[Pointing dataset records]
◇ ◇ ◇

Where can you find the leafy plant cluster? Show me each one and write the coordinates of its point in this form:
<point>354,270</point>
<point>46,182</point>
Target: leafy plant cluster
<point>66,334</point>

◇ ◇ ◇

▶ What you will do:
Rewrite every line of the rows above as a JSON list of strings, with one string per line and blank lines omitted.

▶ Response for this exercise:
[
  "Where can you find the leafy plant cluster? Show me each one and write the coordinates of its point in this form:",
  "<point>354,270</point>",
  "<point>46,182</point>",
  "Target: leafy plant cluster",
  "<point>66,334</point>"
]